WORK TO BE COMPLETED.
Lines to return, exactly: from the line with "Target: lips" to the line with "like [(398, 103)]" in the entries below, both included.

=====

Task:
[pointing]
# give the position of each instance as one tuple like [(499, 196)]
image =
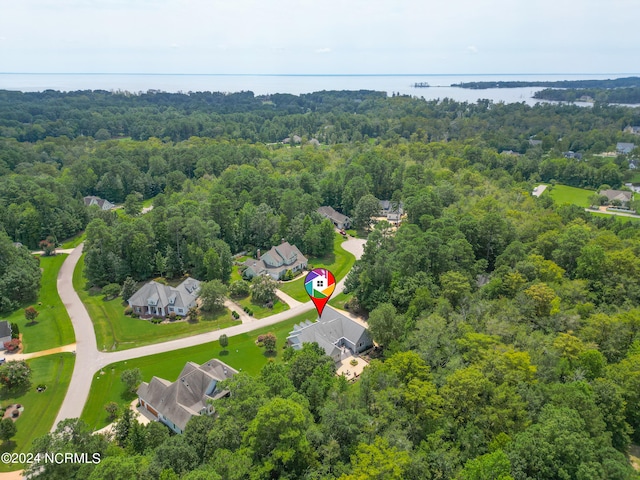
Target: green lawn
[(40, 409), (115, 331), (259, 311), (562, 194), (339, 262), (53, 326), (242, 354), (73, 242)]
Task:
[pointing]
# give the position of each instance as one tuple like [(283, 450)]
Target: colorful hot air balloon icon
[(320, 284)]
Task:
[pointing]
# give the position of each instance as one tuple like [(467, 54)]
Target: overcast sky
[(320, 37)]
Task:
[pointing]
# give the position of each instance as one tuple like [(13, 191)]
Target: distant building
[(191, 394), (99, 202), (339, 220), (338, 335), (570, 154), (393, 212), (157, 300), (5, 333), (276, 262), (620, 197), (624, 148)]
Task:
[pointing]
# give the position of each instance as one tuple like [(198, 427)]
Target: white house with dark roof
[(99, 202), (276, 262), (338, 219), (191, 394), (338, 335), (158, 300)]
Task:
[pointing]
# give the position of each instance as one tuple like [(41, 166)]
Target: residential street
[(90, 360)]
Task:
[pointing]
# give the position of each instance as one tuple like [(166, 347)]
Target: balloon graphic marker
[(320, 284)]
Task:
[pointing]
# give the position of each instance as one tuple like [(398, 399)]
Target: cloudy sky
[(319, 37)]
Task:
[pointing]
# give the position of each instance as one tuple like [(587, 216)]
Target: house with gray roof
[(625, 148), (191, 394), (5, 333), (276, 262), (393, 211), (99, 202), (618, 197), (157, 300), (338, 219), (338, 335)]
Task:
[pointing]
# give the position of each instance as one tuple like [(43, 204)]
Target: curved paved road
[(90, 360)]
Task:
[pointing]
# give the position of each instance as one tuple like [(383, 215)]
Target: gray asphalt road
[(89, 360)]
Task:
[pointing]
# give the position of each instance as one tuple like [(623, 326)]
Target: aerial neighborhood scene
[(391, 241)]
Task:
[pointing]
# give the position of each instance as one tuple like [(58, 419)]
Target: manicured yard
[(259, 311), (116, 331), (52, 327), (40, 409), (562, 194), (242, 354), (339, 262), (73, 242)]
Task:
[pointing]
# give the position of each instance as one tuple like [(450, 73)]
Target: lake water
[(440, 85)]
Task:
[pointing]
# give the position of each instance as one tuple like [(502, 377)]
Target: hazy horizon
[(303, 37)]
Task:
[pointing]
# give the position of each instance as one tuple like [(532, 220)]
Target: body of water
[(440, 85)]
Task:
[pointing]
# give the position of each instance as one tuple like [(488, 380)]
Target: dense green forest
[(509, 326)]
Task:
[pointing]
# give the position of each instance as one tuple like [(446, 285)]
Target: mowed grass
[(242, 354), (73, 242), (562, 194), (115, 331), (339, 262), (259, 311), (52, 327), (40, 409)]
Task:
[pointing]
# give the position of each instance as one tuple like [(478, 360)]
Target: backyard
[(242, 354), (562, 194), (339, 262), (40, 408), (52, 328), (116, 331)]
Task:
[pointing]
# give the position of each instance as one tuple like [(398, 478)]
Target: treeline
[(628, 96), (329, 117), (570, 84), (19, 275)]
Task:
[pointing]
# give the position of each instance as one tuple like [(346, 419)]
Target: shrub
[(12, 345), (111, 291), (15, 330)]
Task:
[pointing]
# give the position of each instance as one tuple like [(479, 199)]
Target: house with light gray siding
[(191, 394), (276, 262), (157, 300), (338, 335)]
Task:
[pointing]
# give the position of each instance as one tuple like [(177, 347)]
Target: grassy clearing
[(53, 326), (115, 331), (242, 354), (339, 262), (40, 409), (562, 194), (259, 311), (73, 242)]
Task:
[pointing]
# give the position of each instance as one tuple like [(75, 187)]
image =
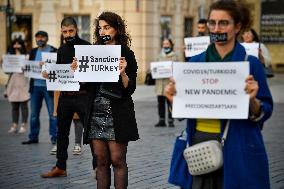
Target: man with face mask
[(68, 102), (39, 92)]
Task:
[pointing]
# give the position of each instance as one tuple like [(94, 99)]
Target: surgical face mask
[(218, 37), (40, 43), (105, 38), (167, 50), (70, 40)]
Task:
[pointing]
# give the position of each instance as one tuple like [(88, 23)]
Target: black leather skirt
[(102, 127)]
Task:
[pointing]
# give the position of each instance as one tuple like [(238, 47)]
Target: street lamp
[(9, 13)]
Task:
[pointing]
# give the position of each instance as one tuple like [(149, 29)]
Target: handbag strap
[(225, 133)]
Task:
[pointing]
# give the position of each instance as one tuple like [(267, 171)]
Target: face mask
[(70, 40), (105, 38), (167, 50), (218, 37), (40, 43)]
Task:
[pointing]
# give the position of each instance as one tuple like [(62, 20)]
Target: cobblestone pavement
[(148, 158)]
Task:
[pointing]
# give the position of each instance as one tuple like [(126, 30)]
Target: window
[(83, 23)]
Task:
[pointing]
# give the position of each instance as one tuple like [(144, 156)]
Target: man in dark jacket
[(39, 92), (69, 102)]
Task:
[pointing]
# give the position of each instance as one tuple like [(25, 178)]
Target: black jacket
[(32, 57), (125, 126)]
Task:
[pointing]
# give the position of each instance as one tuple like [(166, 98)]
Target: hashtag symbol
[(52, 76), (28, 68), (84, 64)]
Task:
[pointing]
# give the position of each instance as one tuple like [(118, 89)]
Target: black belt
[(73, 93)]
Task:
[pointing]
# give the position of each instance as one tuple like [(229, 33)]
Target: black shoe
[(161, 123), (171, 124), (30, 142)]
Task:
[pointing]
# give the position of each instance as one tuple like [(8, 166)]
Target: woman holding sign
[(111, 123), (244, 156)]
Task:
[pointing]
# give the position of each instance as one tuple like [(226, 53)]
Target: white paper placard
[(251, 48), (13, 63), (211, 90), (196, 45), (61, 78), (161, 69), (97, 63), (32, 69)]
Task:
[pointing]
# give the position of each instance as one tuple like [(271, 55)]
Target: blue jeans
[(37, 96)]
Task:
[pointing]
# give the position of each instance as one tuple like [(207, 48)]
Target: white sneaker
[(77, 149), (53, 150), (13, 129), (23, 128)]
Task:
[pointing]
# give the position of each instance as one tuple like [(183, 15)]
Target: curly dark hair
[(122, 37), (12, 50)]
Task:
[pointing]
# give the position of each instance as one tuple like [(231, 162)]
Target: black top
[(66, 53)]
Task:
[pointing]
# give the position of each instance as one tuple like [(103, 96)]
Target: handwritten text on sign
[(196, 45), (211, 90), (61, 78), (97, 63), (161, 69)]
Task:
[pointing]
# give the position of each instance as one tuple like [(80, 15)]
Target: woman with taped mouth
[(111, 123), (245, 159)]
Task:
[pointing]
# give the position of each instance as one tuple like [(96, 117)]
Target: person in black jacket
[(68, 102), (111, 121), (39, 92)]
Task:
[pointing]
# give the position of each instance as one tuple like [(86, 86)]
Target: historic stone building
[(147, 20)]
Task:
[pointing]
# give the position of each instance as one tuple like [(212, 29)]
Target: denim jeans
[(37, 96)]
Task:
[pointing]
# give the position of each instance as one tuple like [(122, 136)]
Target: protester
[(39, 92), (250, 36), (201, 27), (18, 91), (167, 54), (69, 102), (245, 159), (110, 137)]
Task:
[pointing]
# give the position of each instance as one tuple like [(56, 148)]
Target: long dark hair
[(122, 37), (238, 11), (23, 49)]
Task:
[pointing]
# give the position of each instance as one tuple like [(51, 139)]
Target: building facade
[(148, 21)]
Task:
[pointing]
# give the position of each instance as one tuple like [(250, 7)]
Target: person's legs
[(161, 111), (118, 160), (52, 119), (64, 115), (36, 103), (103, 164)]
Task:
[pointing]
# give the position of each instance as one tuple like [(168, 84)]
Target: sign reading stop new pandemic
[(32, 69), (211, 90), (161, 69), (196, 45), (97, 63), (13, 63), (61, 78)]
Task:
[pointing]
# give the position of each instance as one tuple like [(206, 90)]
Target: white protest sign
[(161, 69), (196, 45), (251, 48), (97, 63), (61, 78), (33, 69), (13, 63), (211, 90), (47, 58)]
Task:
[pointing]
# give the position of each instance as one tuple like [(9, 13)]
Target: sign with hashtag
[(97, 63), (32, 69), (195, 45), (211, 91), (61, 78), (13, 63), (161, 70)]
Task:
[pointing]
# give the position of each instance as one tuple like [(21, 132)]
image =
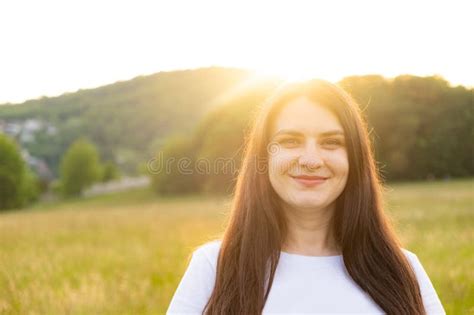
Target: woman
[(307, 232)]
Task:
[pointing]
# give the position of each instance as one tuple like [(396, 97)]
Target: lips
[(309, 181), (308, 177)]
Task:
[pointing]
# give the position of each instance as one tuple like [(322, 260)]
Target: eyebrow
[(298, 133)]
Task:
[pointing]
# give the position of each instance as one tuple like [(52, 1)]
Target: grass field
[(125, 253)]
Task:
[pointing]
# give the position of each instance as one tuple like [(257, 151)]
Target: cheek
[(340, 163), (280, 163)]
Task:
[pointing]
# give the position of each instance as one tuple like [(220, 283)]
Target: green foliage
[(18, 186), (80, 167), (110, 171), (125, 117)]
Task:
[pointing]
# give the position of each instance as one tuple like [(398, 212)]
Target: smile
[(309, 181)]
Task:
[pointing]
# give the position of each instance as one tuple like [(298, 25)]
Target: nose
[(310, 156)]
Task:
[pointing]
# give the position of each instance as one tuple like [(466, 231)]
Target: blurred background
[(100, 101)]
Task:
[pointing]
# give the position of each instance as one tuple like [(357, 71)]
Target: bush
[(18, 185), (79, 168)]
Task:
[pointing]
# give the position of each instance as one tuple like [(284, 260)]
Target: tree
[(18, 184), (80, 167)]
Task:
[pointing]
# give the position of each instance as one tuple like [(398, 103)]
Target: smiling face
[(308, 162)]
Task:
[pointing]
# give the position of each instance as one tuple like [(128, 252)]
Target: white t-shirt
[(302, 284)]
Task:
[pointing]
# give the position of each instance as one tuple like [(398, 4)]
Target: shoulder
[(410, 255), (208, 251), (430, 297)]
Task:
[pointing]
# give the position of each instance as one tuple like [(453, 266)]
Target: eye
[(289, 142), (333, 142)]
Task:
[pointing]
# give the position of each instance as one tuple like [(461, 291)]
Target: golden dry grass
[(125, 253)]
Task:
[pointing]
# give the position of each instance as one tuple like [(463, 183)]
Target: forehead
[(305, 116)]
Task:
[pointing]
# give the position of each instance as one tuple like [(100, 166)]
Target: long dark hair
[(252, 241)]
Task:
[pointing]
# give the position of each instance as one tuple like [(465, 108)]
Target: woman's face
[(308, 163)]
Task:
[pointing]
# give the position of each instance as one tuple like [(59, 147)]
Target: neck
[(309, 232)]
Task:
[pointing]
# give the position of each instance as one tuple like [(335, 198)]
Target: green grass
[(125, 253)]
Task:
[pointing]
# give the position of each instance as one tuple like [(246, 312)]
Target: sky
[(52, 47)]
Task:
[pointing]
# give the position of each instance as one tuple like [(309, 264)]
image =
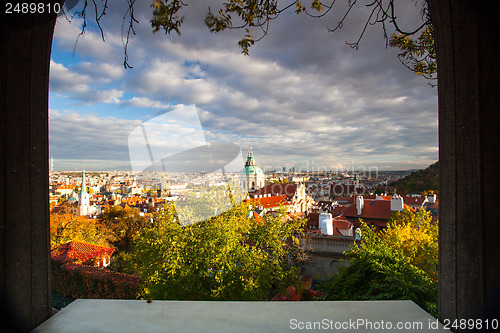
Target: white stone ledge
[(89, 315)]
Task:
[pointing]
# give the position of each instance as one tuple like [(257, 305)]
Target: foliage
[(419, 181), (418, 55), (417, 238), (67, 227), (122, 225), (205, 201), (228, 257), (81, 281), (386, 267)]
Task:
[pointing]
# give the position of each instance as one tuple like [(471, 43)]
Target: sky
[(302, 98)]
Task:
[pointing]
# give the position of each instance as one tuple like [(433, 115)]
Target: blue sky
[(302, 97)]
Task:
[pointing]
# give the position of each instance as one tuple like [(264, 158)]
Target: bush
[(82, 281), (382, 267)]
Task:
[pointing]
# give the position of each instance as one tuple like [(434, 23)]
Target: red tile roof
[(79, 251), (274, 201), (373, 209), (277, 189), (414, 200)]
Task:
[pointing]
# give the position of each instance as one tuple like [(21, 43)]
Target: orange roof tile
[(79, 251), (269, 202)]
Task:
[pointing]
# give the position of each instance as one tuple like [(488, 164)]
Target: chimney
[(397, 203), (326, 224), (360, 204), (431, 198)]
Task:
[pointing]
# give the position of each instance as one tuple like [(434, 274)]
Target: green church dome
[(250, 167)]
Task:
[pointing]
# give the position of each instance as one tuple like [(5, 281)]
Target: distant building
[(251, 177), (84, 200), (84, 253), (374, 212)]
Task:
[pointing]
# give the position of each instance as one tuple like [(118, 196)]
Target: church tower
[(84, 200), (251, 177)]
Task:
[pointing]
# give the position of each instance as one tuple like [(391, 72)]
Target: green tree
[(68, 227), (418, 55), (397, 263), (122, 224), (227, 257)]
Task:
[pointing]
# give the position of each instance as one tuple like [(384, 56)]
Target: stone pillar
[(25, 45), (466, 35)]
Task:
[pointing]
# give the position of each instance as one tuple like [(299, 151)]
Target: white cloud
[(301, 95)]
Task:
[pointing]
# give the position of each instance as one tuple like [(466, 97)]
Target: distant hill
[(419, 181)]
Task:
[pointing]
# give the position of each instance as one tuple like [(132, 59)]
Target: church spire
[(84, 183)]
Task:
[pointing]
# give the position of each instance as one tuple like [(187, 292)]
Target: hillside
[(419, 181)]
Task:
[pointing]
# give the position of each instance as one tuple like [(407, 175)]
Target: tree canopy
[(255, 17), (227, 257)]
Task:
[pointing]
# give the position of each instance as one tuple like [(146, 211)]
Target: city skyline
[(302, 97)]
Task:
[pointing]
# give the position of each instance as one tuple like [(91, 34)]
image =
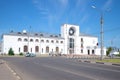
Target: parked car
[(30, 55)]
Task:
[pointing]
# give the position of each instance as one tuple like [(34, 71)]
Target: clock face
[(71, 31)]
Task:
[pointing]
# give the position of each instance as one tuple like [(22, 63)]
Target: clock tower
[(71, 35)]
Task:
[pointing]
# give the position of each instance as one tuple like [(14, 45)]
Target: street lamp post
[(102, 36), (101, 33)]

=====

OUTPUT BELOW.
Target: lips
[(309, 181), (308, 177)]
Task:
[pointing]
# give the position of each instance as one tuple like [(322, 260)]
Target: eyebrow
[(298, 133)]
Task:
[pointing]
# give the position of each instance as one tuple like [(52, 1)]
Target: grass field
[(125, 253)]
Task:
[pointing]
# give the position of each instance as one tuple like [(257, 151)]
Target: cheek
[(340, 163), (280, 163)]
Task:
[pointing]
# give the position of each instance as one tuple like [(220, 283)]
Target: green foliage
[(18, 186), (80, 167), (110, 171), (125, 117)]
Task:
[pointing]
# give the position of each instance as one tuple like [(398, 212)]
Target: smile
[(309, 181)]
Task:
[pointing]
# give the position of each instance as one tuple like [(298, 25)]
Target: nose
[(310, 156)]
Task:
[pointing]
# give the position of each instance as one tuple like [(466, 231)]
Target: blurred background
[(100, 101)]
Task:
[pointing]
# give the position of each instance as one tuple like [(357, 71)]
Target: bush
[(18, 185), (79, 168)]
Task:
[pointing]
# give the position of each instance as one tuple like [(284, 260)]
Target: tree
[(18, 184), (80, 167)]
Task:
[pointing]
# give the position of each instance as one tuple like [(398, 103)]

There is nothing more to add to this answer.